[START OF SELECTED PASSAGE]

AWS: FY 2021 Revenue: $62 Billion, $18.5 Billion in Operating Income, 37% YoY Growth
Azure: 2021 (calendar year, and reported within Intelligent Cloud segment) Revenue: ~$43 Billion, 46% YoY Growth
GCP: FY 2021 (reported with GSuite) Revenue $19 Billion, 47% YoY Growth
Each company’s cloud segment is growing at 35%+ per year, with no signs of stopping.
From Amazon 10K (FY 2021): Cash capital expenditures were $35.0 billion, and $55.4 billion in 2020 and 2021, which primarily reflect investments in additional capacity to support our fulfillment operations and in support of continued business growth in technology infrastructure (the majority of which is to support AWS), which investments we expect to continue over time.
Capex continues to grow for the cloud providers - AWS has some $30 Billion allocated on a yearly basis up some 50% from prior year.
AWS has $80 Billion (as of 12/21/21) in contract backlog they expect to fulfill over the next ~4 years.
How long can this growth continue, and what are the implications on the respective stock valuations?

[END OF SELECTED PASSAGE]

## PROBLEMS
A. Render this sentence from the cloud revenue passage in Spanish: "Each company’s cloud segment is growing at 35%+ per year, with no signs of stopping."
B. Reproduce word for word the part of the cloud revenue passage starting with "AWS: FY 2021" and going on through "signs of stopping.".
C. Say whether each statement agrees with the cloud revenue passage, answering yes or no and quoting the words that decide it: (i) GCP's FY 2021 revenue was reported together with GSuite. (ii) AWS revenue grew 46% year over year in FY 2021. (iii) AWS expects to fulfill its contract backlog over roughly four years.

[START OF INFORMATION SUPPLIED]

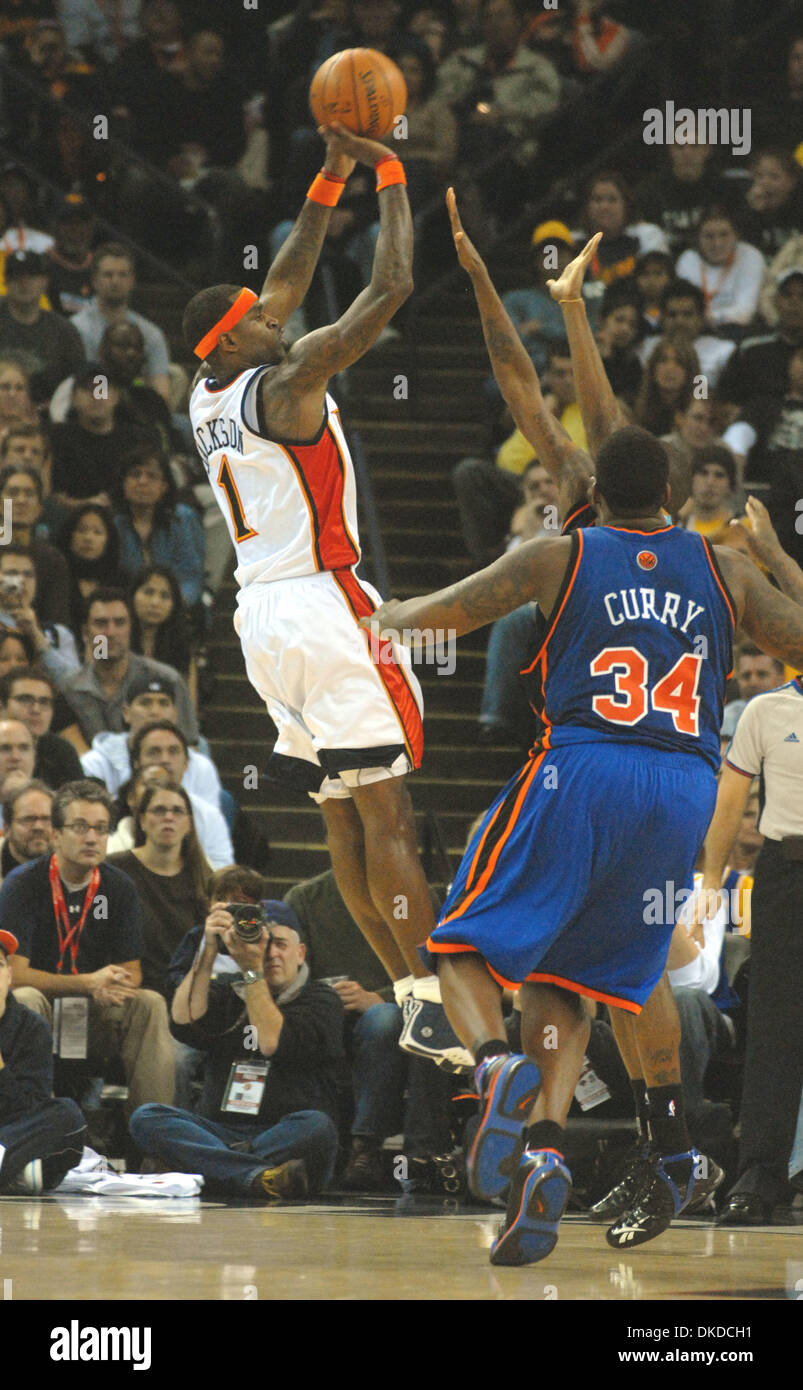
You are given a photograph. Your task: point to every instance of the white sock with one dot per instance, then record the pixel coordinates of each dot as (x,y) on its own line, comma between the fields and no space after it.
(403,987)
(428,988)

[END OF INFORMATION SUPPLIED]

## SOLVED PROBLEMS
A. El segmento de nube de cada empresa crece a un ritmo de más del 35 % anual, sin señales de detenerse.

B.
AWS: FY 2021 Revenue: $62 Billion, $18.5 Billion in Operating Income, 37% YoY Growth
Azure: 2021 (calendar year, and reported within Intelligent Cloud segment) Revenue: ~$43 Billion, 46% YoY Growth
GCP: FY 2021 (reported with GSuite) Revenue $19 Billion, 47% YoY Growth
Each company’s cloud segment is growing at 35%+ per year, with no signs of stopping.

C.
(i) Yes: "GCP: FY 2021 (reported with GSuite)"
(ii) No: "AWS: FY 2021 Revenue: $62 Billion, $18.5 Billion in Operating Income, 37% YoY Growth"
(iii) Yes: "in contract backlog they expect to fulfill over the next ~4 years"